---------- INPUT ROWS
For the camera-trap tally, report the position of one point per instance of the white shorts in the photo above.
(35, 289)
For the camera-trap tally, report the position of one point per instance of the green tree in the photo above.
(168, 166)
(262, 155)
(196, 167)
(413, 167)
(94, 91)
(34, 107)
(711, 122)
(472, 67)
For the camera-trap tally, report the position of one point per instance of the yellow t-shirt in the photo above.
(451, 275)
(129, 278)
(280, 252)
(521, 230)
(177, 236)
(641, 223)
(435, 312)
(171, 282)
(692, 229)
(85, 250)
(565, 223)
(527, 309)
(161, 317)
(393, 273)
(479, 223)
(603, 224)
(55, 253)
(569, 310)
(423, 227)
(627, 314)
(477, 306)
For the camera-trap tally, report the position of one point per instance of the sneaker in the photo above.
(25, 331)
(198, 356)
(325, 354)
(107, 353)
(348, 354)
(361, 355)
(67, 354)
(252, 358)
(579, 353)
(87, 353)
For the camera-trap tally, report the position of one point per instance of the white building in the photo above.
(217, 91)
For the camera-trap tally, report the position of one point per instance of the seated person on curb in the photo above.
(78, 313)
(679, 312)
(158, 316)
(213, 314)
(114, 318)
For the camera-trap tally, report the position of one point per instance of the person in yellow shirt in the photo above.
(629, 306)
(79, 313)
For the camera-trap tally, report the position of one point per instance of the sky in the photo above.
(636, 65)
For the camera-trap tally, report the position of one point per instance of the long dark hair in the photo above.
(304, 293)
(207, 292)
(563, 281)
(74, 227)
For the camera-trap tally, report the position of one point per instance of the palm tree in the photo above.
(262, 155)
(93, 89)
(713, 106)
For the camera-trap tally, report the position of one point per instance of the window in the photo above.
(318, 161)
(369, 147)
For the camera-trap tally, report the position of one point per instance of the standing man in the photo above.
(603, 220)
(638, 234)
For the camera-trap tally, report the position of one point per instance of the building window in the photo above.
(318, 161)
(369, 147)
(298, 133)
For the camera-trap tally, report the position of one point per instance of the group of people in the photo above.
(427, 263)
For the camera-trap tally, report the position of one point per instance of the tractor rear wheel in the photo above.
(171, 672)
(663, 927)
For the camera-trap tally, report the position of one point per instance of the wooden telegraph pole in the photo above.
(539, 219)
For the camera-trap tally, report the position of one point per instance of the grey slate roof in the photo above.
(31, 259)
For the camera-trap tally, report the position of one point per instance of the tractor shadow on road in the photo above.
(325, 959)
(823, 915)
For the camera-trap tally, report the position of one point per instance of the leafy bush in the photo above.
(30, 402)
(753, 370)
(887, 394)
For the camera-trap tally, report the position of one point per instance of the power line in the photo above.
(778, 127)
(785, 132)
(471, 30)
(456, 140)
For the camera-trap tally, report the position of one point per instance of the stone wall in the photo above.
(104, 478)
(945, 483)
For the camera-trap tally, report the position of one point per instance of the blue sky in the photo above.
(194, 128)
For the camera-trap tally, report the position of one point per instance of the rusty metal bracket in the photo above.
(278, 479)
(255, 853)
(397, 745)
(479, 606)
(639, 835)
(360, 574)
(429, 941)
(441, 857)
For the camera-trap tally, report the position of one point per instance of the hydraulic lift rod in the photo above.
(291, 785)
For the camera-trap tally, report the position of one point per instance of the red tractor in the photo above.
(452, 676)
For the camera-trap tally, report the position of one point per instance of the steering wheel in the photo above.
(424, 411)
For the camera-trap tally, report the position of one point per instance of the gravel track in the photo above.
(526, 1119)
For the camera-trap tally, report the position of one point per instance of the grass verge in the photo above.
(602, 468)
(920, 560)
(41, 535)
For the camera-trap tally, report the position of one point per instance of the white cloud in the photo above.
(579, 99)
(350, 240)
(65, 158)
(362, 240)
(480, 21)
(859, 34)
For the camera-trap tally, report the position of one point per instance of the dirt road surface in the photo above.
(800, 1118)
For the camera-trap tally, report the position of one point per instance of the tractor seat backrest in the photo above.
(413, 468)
--------------------
▶ [EXERCISE DIRECTIONS]: Reproduce every one of the records above word for word, without any changes.

▶ [CORRECT OUTPUT]:
For the camera-trap tally, report the position of one point per instance of the white shorts in the photo above.
(35, 289)
For the camera-trap tally, report the position of one point per instance of the green tree in the photo above.
(168, 166)
(262, 155)
(196, 167)
(413, 167)
(94, 91)
(34, 107)
(711, 122)
(472, 67)
For the camera-trap tally, report the position of one point per instance of the yellow t-shirt in the photo above.
(451, 275)
(129, 278)
(280, 252)
(521, 230)
(177, 236)
(641, 223)
(435, 312)
(171, 282)
(692, 229)
(85, 250)
(565, 223)
(527, 309)
(161, 317)
(393, 273)
(479, 223)
(603, 224)
(55, 253)
(569, 310)
(423, 227)
(627, 314)
(477, 306)
For the camera-trap tally, report the position of one point per instance of the sneaker in the photo above.
(25, 331)
(198, 356)
(325, 354)
(107, 353)
(348, 354)
(361, 355)
(67, 354)
(252, 358)
(579, 353)
(87, 353)
For the camera-trap tally, report the position of one point per instance of the white building in the photo above.
(217, 91)
For the camera-trap tally, report the position of one point per instance of the seated person on curb in the photo above.
(78, 313)
(679, 312)
(158, 316)
(213, 314)
(114, 318)
For the camera-trap tally, report the position of one point per instance of the person in yellow shirt in the photo above.
(629, 306)
(79, 313)
For the camera-trap tally, report the position of one point per instance of the sky in the photo above.
(636, 65)
For the camera-trap tally, report the position of one point per instance of the long dark hair in the photo above.
(304, 293)
(207, 292)
(563, 281)
(74, 227)
For the camera-trap tally, report the position of one point per instance of the palm tree in the photo above.
(262, 155)
(93, 89)
(713, 106)
For the camera-trap tally, report the position of one point per instance of the window in the photo above.
(318, 161)
(369, 147)
For the camera-trap tally, report the position of one point per instance of the standing man in the photo above.
(603, 220)
(638, 234)
For the camera-trap tally, report the position of one point per instance of the building window in the photo above.
(318, 161)
(369, 147)
(298, 133)
For the camera-trap tally, report the position of one point per instance of the group of people in the photo above.
(427, 263)
For the camera-trap tally, report the position of one point per instance of the tractor rear wheel in the photo above.
(171, 672)
(663, 927)
For the camera-trap tally, report the position of one point per instance of the wooden telegraph pole in the photo above.
(539, 219)
For the camera-trap tally, report the position of one point per instance of the grey slate roof in the photo above.
(31, 259)
For the camera-trap tally, report the position of one point per instance of the tractor shadow on road in the photo above.
(325, 959)
(823, 915)
For the camera-trap tally, report the position of one point per instance of the leafy bush in the photo above.
(30, 402)
(753, 370)
(887, 394)
For the camera-trap tally, report the position of one point per instance of the power line in the photo above.
(778, 127)
(785, 132)
(471, 30)
(456, 140)
For the camera-trap tally, report the position of one point per instance of the stone wall in the photo above.
(104, 478)
(945, 483)
For the camera-trap tally, report the position of one point per instance of the blue sky in the photo above.
(194, 128)
For the camera-trap tally, report the position of one point per instance of the rusty metal bracket in the photo above.
(278, 479)
(255, 853)
(397, 745)
(479, 606)
(639, 835)
(360, 574)
(429, 941)
(441, 857)
For the camera-trap tally, report the position of one point per instance of the hydraulic lift rod in the photo above.
(291, 785)
For the camera-trap tally, report the position of one point per instance of the red tractor in the photo above.
(452, 676)
For the camera-trap tally, report the position of one point per instance of the steering wheel in the photo above.
(424, 411)
For the camera-trap tally, report the position of one point per instance of the gravel track in the photo above.
(526, 1119)
For the camera-trap tally, report the position of one point per instance of the grass verge in the photo above.
(602, 468)
(920, 560)
(41, 535)
For the camera-trap tally, report the position of one point per instance of the white cloud in the photo above.
(579, 99)
(350, 240)
(65, 158)
(362, 240)
(480, 21)
(859, 34)
For the camera-trap tally, report the position of one point per instance of the dirt road surface in the photo above.
(800, 1118)
For the camera-trap tally, report the position of one point per instance of the tractor seat backrest in the photo above.
(413, 468)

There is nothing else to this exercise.